数据集节选
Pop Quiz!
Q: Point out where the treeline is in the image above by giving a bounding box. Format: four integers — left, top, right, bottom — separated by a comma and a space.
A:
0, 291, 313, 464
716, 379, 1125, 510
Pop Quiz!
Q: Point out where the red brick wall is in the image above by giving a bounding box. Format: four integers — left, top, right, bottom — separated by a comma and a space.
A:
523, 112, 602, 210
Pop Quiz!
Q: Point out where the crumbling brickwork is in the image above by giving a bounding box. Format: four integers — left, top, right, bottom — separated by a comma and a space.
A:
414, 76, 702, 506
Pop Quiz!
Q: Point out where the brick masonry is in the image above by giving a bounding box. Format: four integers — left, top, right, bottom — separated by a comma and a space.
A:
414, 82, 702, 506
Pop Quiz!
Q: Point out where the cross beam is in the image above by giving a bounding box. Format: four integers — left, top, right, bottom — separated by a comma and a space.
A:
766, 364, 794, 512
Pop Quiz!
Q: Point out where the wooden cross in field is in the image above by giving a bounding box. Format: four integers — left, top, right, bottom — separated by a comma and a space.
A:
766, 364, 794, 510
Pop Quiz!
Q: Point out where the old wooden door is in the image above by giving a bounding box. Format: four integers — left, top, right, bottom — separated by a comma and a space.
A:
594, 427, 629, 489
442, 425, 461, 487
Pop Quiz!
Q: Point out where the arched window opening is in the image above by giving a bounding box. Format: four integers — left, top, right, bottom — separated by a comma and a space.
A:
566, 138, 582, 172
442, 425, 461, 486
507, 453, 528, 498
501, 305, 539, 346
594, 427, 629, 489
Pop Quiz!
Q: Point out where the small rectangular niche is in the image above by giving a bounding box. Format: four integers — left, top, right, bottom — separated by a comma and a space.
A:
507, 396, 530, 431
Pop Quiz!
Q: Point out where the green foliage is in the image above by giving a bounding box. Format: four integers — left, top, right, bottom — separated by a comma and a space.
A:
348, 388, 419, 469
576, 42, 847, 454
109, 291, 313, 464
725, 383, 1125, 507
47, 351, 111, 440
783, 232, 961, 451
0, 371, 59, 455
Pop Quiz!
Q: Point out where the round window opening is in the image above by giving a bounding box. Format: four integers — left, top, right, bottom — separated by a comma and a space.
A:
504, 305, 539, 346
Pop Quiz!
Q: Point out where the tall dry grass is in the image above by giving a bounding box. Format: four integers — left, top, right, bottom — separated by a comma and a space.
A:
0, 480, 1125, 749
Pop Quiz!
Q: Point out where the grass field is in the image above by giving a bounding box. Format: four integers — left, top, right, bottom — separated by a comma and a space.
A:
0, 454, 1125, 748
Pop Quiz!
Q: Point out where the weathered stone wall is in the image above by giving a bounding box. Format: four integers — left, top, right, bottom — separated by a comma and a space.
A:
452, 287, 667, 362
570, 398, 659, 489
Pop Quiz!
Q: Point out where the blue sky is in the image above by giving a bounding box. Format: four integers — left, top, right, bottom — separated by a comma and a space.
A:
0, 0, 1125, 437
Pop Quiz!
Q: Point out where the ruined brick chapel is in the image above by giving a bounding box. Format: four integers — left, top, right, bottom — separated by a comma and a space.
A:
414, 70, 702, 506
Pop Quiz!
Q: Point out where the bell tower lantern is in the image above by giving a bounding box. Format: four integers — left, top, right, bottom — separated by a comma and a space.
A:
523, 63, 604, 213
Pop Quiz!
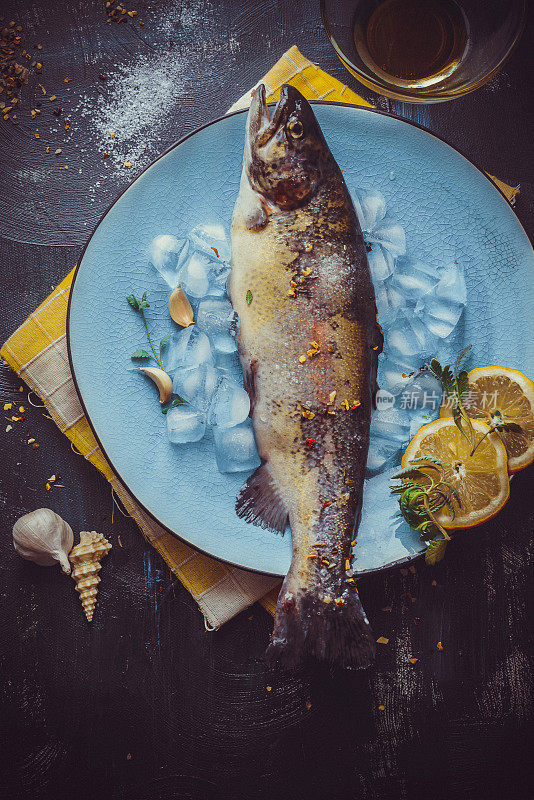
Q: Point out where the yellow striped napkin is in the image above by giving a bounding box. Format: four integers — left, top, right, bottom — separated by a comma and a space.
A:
0, 47, 517, 630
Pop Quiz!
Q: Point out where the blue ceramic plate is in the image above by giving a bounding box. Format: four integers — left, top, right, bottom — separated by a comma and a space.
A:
68, 104, 534, 575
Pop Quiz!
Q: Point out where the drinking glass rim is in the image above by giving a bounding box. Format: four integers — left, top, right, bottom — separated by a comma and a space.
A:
319, 0, 527, 103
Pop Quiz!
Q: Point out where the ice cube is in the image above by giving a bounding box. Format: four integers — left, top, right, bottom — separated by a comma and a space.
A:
213, 419, 261, 472
197, 297, 239, 353
163, 325, 213, 373
167, 405, 206, 444
208, 262, 232, 297
150, 234, 187, 289
189, 222, 230, 261
172, 364, 219, 411
386, 308, 436, 358
208, 375, 250, 428
367, 243, 395, 282
391, 257, 440, 300
180, 251, 211, 298
375, 280, 404, 330
354, 189, 386, 232
367, 409, 410, 472
378, 353, 423, 395
415, 262, 467, 339
366, 217, 406, 258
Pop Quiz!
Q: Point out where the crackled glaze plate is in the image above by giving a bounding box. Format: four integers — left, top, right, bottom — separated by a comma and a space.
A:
68, 104, 534, 575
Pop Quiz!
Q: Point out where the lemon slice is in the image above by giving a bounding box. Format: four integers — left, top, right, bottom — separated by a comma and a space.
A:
402, 419, 510, 529
439, 367, 534, 472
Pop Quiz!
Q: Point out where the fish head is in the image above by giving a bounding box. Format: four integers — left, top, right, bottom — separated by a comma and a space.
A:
244, 84, 332, 210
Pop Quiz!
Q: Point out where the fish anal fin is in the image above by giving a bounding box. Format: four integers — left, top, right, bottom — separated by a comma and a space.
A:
235, 462, 288, 534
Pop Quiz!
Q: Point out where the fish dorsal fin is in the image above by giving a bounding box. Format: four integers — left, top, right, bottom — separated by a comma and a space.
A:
235, 463, 288, 534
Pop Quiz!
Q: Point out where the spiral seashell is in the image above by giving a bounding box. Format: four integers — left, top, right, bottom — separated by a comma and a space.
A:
69, 531, 111, 622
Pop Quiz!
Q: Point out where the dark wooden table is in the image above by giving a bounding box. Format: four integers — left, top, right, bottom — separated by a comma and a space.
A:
0, 0, 534, 800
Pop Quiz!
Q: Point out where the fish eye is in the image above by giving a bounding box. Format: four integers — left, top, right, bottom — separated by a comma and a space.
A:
287, 119, 304, 139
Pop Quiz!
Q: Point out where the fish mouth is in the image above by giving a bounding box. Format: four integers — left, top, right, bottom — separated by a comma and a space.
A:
248, 83, 302, 147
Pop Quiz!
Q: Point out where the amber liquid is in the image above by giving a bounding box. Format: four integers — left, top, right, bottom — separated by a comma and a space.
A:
354, 0, 469, 88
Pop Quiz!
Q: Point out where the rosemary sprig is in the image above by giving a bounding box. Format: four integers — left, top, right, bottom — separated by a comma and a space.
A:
390, 457, 461, 564
126, 291, 167, 369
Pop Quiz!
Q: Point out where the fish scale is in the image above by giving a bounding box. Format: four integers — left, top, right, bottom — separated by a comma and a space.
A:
229, 86, 382, 667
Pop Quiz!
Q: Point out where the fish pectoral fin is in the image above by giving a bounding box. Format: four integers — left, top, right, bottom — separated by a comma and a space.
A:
235, 462, 289, 534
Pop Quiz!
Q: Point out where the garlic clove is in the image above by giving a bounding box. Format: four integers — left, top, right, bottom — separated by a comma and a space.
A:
69, 531, 111, 622
139, 367, 172, 403
169, 286, 195, 328
13, 508, 74, 575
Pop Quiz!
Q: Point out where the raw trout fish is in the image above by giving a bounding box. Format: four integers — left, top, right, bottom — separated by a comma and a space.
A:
229, 85, 382, 668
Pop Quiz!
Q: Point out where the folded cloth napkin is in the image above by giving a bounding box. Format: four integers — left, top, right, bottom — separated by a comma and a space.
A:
0, 47, 517, 630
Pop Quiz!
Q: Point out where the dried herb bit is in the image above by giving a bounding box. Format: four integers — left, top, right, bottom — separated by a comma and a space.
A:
126, 291, 165, 371
390, 458, 461, 564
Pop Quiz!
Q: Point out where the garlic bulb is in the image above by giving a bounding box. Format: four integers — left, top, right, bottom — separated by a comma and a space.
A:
13, 508, 74, 575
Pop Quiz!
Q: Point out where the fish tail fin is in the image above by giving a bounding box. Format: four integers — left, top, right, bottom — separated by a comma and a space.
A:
266, 573, 376, 669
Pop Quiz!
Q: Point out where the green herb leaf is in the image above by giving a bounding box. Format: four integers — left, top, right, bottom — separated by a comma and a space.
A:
161, 395, 184, 414
159, 333, 172, 353
130, 348, 152, 359
454, 344, 473, 375
495, 422, 523, 433
425, 538, 447, 566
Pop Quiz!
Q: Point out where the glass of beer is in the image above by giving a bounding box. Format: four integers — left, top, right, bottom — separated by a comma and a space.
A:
321, 0, 527, 103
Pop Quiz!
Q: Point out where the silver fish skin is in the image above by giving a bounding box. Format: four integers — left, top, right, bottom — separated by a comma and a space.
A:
229, 85, 382, 668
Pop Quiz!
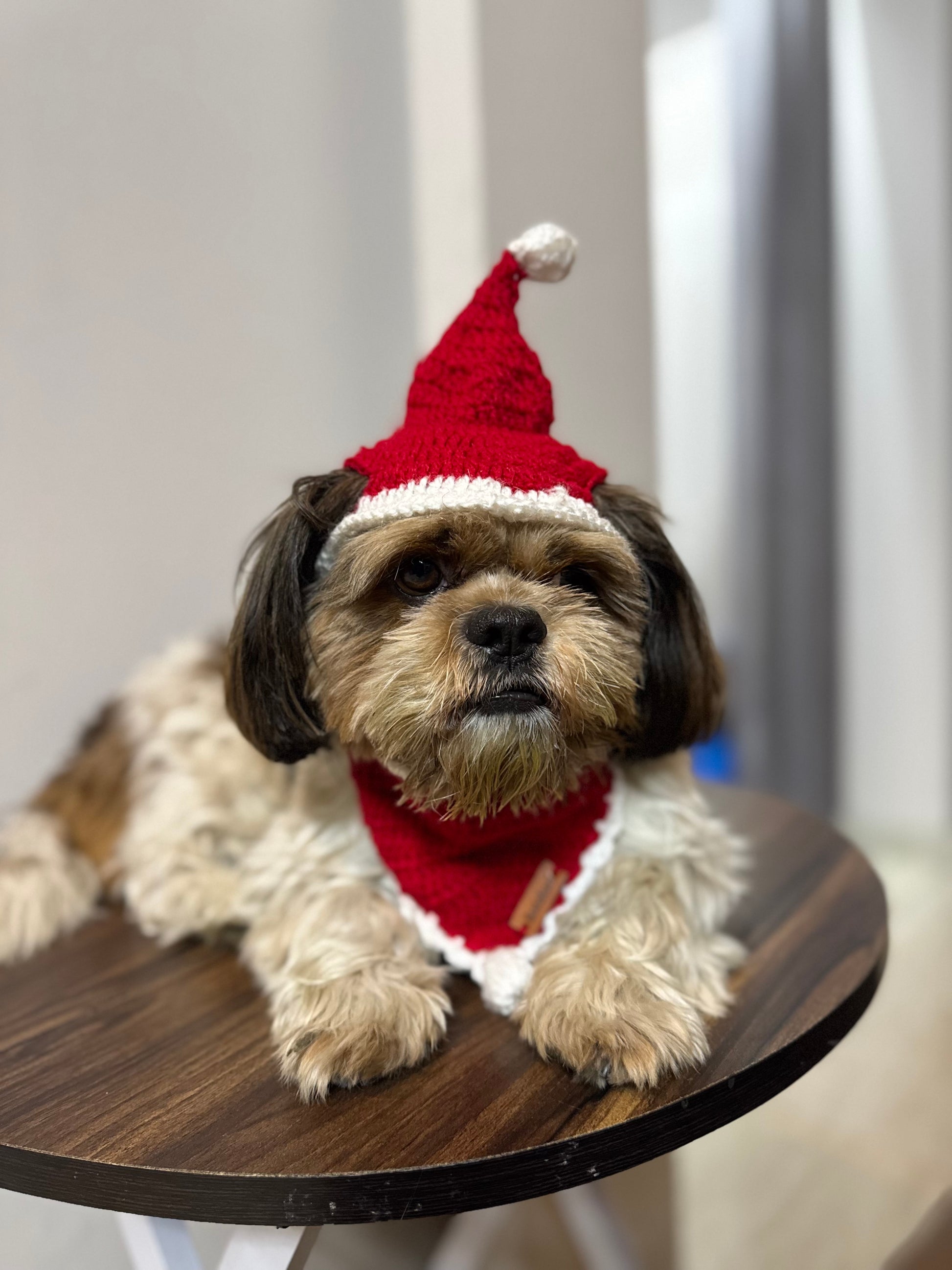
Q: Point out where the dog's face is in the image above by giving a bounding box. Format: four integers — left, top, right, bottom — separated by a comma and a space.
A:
307, 510, 647, 817
227, 472, 721, 817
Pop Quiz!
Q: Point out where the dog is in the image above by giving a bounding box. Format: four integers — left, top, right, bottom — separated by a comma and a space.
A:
0, 226, 744, 1100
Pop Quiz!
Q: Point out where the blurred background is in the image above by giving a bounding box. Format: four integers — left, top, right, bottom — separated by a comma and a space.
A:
0, 0, 952, 1270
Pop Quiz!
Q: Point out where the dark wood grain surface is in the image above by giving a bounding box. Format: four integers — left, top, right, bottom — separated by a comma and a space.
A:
0, 788, 886, 1225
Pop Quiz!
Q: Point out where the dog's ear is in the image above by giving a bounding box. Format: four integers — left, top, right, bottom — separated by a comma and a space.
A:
225, 470, 367, 763
591, 485, 724, 760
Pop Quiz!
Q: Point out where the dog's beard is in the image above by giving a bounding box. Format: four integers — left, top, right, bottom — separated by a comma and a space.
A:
403, 706, 607, 819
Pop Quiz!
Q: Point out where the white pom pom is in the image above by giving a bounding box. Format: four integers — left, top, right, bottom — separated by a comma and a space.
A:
509, 224, 579, 282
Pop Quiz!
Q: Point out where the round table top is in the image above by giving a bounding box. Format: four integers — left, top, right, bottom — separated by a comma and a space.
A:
0, 787, 886, 1225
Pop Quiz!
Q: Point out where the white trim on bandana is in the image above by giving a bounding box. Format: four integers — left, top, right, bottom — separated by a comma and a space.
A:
384, 768, 625, 1015
317, 476, 622, 573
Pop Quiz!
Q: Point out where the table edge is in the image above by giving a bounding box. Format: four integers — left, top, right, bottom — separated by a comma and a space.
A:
0, 945, 887, 1225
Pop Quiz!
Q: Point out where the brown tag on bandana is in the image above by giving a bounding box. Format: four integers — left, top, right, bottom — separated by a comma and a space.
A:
509, 860, 568, 935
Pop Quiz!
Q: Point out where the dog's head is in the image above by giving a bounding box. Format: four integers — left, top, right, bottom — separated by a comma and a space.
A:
226, 470, 722, 817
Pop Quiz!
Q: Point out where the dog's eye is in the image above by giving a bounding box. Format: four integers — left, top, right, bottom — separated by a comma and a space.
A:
559, 564, 598, 598
396, 556, 443, 596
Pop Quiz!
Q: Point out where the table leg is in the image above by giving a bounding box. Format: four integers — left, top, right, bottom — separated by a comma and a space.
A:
552, 1186, 641, 1270
218, 1225, 321, 1270
115, 1213, 202, 1270
115, 1213, 321, 1270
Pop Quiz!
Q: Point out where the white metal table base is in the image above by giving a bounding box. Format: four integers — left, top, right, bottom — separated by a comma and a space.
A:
115, 1213, 321, 1270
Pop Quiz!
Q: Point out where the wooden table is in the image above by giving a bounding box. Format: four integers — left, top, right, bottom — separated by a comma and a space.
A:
0, 787, 886, 1265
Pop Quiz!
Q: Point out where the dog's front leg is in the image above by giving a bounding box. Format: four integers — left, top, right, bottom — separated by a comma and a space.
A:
243, 879, 450, 1100
514, 767, 744, 1087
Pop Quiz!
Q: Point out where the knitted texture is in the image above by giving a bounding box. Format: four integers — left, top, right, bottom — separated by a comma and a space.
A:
352, 763, 611, 952
346, 252, 607, 503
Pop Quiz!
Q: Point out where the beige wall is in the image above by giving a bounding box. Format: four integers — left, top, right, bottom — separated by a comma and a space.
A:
481, 0, 655, 489
0, 0, 414, 803
0, 0, 654, 805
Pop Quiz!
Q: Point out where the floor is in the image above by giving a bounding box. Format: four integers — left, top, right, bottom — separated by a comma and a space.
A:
0, 833, 952, 1270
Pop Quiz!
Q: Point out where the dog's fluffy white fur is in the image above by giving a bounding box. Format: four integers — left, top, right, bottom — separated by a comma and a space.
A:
0, 641, 744, 1097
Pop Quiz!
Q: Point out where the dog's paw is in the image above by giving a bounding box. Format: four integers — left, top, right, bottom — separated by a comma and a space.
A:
517, 950, 708, 1088
274, 965, 451, 1102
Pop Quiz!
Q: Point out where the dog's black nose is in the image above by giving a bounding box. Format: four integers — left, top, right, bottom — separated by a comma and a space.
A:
463, 604, 547, 662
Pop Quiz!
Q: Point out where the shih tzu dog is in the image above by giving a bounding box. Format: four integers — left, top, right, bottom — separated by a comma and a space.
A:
0, 226, 743, 1099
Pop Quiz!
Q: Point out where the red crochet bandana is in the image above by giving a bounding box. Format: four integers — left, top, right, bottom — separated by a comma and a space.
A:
350, 763, 612, 952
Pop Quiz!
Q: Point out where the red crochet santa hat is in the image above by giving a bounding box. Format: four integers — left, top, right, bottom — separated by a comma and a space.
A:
321, 225, 617, 565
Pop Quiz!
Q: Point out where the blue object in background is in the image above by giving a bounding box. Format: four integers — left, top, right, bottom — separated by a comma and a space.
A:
690, 732, 738, 783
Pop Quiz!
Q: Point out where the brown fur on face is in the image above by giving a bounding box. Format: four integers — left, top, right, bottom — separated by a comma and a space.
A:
226, 471, 724, 814
309, 509, 646, 817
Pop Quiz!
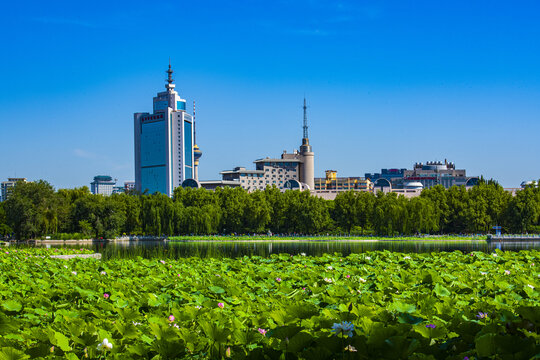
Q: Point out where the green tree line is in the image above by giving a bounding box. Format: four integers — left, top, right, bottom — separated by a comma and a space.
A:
0, 180, 540, 239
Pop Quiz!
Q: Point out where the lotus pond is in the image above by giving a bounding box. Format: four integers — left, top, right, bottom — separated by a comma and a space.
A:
0, 248, 540, 359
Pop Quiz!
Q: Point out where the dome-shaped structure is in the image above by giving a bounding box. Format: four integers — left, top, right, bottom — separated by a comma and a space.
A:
182, 179, 201, 189
521, 180, 535, 188
403, 181, 424, 190
373, 178, 392, 188
283, 179, 303, 190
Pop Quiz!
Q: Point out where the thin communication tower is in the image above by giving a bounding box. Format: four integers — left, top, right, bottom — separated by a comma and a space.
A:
193, 100, 197, 144
304, 98, 308, 139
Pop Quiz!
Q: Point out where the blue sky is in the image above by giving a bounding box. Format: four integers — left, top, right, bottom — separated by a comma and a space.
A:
0, 0, 540, 188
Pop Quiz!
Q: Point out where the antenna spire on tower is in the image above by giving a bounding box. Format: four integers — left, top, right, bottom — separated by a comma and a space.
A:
193, 100, 197, 145
304, 97, 308, 139
165, 57, 174, 84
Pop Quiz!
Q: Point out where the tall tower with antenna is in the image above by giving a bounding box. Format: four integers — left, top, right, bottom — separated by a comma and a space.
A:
134, 59, 195, 196
193, 100, 202, 181
300, 98, 315, 190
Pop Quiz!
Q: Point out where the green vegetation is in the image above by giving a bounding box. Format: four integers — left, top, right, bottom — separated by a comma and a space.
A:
0, 181, 540, 240
0, 249, 540, 359
168, 235, 487, 242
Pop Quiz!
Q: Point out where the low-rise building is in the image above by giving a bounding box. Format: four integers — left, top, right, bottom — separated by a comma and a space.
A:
315, 170, 373, 191
124, 181, 135, 193
366, 160, 479, 190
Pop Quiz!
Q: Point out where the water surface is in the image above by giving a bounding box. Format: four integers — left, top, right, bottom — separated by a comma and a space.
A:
45, 240, 540, 259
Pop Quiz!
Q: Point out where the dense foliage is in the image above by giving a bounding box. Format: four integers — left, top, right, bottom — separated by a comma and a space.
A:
0, 249, 540, 359
0, 181, 540, 239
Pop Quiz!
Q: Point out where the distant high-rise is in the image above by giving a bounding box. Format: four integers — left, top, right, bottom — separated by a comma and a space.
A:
134, 63, 195, 196
300, 98, 315, 190
0, 178, 27, 201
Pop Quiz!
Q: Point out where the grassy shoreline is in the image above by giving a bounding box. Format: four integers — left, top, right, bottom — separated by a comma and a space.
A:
168, 235, 487, 242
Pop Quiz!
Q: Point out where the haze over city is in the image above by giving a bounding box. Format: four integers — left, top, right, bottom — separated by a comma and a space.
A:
0, 1, 540, 188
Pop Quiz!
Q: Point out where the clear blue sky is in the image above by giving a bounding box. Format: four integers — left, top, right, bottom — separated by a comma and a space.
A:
0, 0, 540, 188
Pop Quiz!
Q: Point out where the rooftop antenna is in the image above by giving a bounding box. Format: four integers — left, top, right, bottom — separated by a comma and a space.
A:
165, 57, 174, 85
304, 96, 308, 139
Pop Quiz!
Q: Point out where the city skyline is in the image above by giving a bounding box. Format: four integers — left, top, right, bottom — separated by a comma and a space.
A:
0, 1, 540, 188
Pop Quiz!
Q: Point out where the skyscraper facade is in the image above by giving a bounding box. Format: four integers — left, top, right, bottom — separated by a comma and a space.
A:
134, 64, 195, 196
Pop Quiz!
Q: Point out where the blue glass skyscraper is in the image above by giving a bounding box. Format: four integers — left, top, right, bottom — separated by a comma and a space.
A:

--- 书面任务 ---
请从记录的第一行开始原样抄写，抄到含有“523, 112, 602, 210”的那一行为止，首尾两行都要包括在内。

--- 答复 ---
Pop Quiz!
Q: Point out where the treeline is in the image above by giving a bounding box. Format: four integers — left, top, right, bottom — separated by a comma and a space.
A:
0, 291, 313, 464
716, 379, 1125, 510
Pop Quiz!
Q: Point out where the red brick wall is in the image above by giving a bounding box. Format: four integers — left, top, right, bottom — separated by a comma and a space.
A:
523, 112, 602, 210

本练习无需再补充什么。